[Extracted records]

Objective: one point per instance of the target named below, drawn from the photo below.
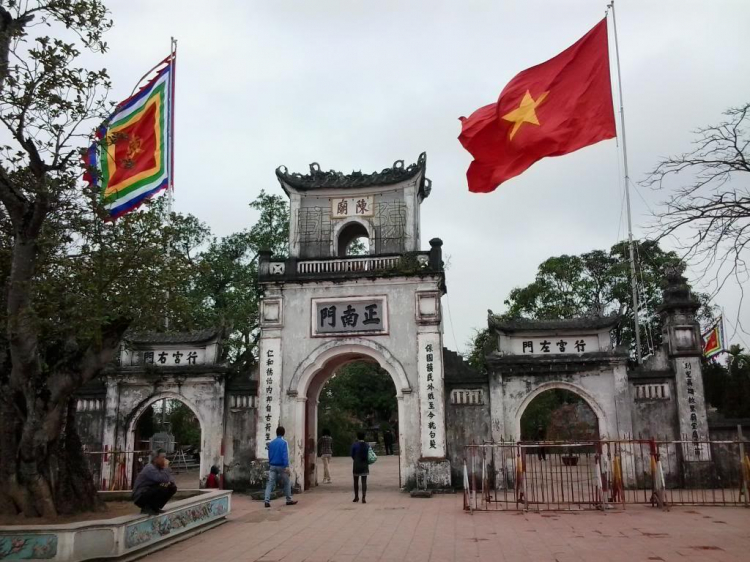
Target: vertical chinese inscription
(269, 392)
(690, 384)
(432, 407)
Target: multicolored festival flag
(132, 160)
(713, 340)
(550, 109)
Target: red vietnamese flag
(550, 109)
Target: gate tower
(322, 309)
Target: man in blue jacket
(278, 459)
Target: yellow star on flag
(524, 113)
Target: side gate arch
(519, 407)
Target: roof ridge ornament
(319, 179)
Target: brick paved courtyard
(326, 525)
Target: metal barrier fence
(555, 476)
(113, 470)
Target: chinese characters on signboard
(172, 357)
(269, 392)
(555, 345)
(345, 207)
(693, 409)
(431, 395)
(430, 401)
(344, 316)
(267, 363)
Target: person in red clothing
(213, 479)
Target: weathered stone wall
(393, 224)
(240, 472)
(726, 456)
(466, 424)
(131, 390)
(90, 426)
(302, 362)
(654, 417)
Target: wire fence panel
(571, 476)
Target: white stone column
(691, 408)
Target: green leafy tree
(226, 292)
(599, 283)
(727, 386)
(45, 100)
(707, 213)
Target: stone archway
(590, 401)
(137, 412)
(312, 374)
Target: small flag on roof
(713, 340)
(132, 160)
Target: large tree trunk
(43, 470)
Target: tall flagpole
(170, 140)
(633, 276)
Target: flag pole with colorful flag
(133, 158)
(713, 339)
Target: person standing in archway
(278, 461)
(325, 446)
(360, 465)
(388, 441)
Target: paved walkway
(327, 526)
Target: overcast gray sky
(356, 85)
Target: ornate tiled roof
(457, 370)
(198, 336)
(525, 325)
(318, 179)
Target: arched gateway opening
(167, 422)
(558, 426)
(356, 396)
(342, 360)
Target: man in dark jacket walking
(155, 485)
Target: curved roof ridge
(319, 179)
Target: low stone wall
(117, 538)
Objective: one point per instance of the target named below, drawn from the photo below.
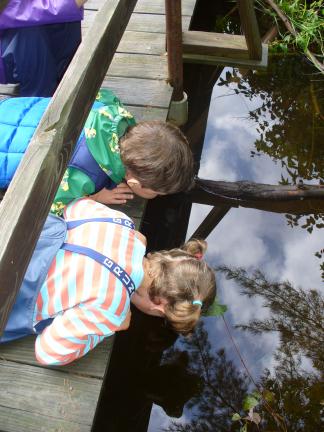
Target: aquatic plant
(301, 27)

§ **Exercise aim**: Please return the records above exactly as written, dropping every picture.

§ **Completed exercise**:
Objective: one point per instance of the target named below, drawn from the photo below.
Target: vertical chinese inscription
(269, 392)
(690, 384)
(432, 407)
Target: multicolored festival flag
(132, 160)
(713, 340)
(550, 109)
Target: red vietnamese flag
(550, 109)
Target: gate tower
(322, 309)
Target: man in blue jacket
(278, 459)
Target: yellow star on flag
(524, 113)
Target: side gate arch
(519, 407)
Target: roof ridge ornament
(319, 179)
Target: brick paved courtyard
(326, 525)
Target: metal barrier fence
(555, 476)
(113, 470)
Target: chinese characters on signboard
(172, 357)
(269, 392)
(555, 345)
(345, 207)
(693, 409)
(431, 395)
(430, 401)
(344, 316)
(267, 363)
Target: person in red clothing
(213, 479)
Target: weathered stone wall
(393, 224)
(240, 472)
(726, 456)
(466, 424)
(131, 390)
(90, 426)
(302, 362)
(654, 417)
Target: wire fence panel
(571, 476)
Target: white stone column
(691, 408)
Target: green leafy tree
(226, 292)
(599, 283)
(727, 386)
(45, 100)
(707, 213)
Target: stone archway
(590, 401)
(137, 412)
(312, 374)
Target: small flag on roof
(713, 340)
(132, 160)
Target: large tree trunk
(43, 470)
Target: tall flagpole
(170, 140)
(633, 276)
Target: flag pole with colorful flag
(133, 158)
(713, 339)
Target: person standing in archway
(278, 461)
(325, 446)
(360, 465)
(388, 441)
Target: paved walkway
(327, 526)
Target: overcast gray sky
(356, 85)
Target: ornate tiled roof
(457, 370)
(198, 336)
(525, 325)
(318, 179)
Target: arched gateway opening
(167, 422)
(558, 426)
(356, 396)
(342, 360)
Target: man in dark jacket walking
(155, 485)
Target: curved roof ridge
(319, 179)
Target: low stone wall
(117, 538)
Objective: one point per instance of the target named below, drawn from the photo below.
Target: aquatic plant
(301, 27)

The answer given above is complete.